= Data extracts =
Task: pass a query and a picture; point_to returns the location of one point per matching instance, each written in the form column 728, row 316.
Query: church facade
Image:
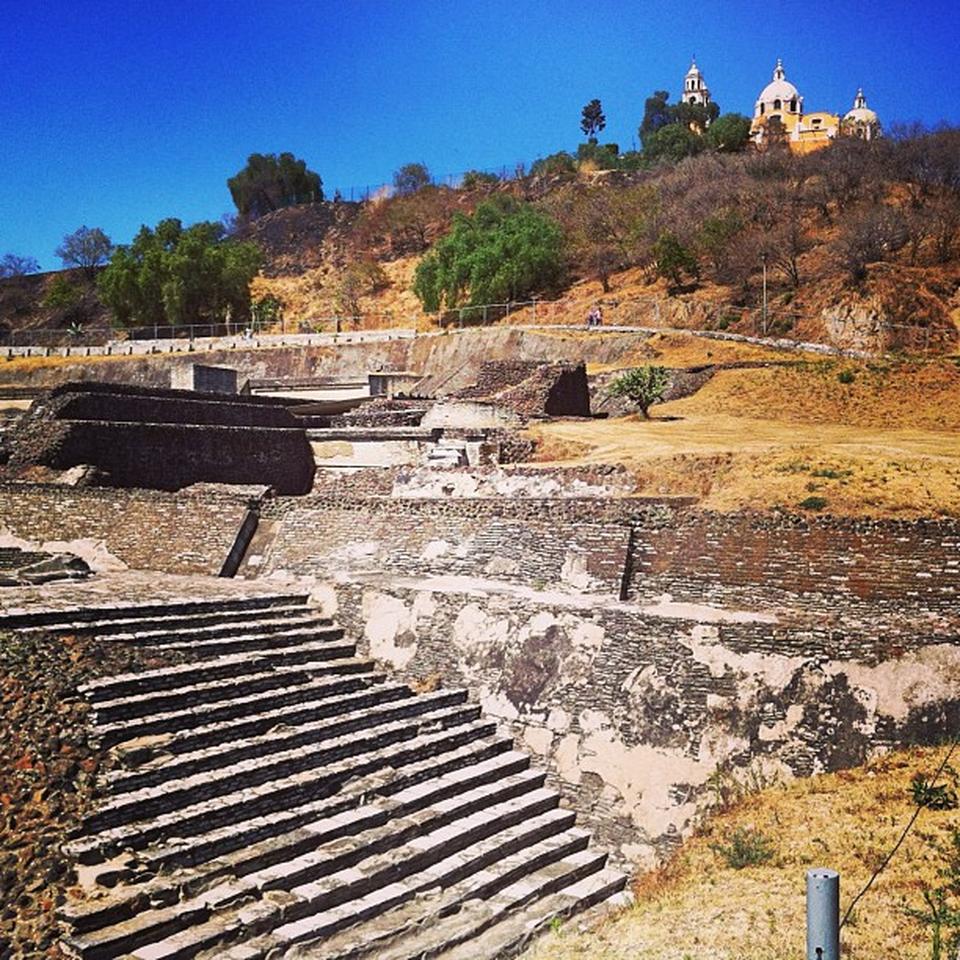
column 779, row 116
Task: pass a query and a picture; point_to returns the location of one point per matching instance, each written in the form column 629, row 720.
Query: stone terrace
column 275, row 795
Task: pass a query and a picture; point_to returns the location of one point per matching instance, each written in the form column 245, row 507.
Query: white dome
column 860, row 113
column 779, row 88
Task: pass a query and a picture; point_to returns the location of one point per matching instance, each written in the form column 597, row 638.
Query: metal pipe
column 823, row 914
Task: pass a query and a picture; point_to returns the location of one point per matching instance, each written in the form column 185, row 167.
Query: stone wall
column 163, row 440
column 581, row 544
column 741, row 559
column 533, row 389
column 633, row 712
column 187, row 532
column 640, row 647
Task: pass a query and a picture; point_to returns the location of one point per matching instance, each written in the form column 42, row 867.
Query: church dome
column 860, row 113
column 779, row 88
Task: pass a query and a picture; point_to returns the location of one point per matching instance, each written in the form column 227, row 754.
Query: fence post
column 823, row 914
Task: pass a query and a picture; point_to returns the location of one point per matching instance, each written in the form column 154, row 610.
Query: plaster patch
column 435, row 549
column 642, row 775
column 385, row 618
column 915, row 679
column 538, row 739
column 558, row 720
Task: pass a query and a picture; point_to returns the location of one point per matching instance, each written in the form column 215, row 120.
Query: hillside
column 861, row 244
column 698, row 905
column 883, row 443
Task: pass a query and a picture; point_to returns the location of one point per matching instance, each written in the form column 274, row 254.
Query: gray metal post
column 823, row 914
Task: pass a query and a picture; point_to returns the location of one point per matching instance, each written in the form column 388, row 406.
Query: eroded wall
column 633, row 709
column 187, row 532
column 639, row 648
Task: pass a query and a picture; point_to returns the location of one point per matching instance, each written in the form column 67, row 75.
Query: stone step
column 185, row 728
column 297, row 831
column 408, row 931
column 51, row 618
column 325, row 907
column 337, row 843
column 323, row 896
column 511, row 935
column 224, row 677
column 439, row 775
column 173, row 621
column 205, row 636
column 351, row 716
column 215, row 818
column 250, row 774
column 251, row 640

= What is needed =
An exact transcription of the material is required, without any pictures.

= Result for this task =
Task: pass a query and a picture; point_to returns the location of one point per matching instance, each written in the form column 728, row 316.
Query: church facade
Image:
column 779, row 116
Task: pass a query and a picture; point_to returns the location of one point per matching instance, each written in the form column 629, row 720.
Query: stone terrace
column 275, row 795
Task: pass a query and a picture; point_to returns the location of one point per matching instance, each written in the form column 245, row 507.
Query: white dome
column 860, row 113
column 779, row 88
Task: pass a query and a picture; point_to returns the location of one point per matching instance, each written in the form column 597, row 638.
Query: metal pipe
column 823, row 914
Task: pass a query and a picture; point_to returns the location of one point per matching instance, each written in the form column 185, row 167.
Query: stone wall
column 163, row 440
column 581, row 544
column 741, row 559
column 533, row 389
column 633, row 712
column 187, row 532
column 640, row 647
Task: pass a query and a picture; point_to returns the location of one point per matching instance, each written in the form column 42, row 867.
Query: church dome
column 860, row 113
column 779, row 88
Task: pass a query and a picture; point_to returns the location of one point per matching instance, each written in the form column 227, row 754.
Query: fence post
column 823, row 914
Task: pass a query and a picture; point_to returns the location of one point per matching instance, each written in the form column 154, row 610.
Query: plaster patch
column 435, row 549
column 642, row 775
column 385, row 618
column 915, row 679
column 538, row 739
column 558, row 720
Task: pass a query and a picture; point_to returns the location of one point per matching instance, each written in the form column 215, row 120.
Query: hillside
column 861, row 244
column 698, row 905
column 883, row 443
Task: pass a query and a picture; point_to returns the location of one point per matching instance, each written in the form column 274, row 254.
Query: gray metal post
column 823, row 914
Task: pass a query and a picture; point_to returns the location of one point per matching instance, each written in the form column 388, row 406.
Query: eroded wall
column 633, row 709
column 187, row 532
column 639, row 648
Task: pass a query and a picture; point_to returns the location of one point per matching instance, each written in the form column 67, row 75.
Query: stone step
column 185, row 728
column 297, row 831
column 408, row 931
column 51, row 618
column 325, row 907
column 337, row 843
column 323, row 896
column 511, row 935
column 224, row 677
column 439, row 775
column 173, row 621
column 205, row 636
column 351, row 716
column 215, row 818
column 250, row 774
column 251, row 640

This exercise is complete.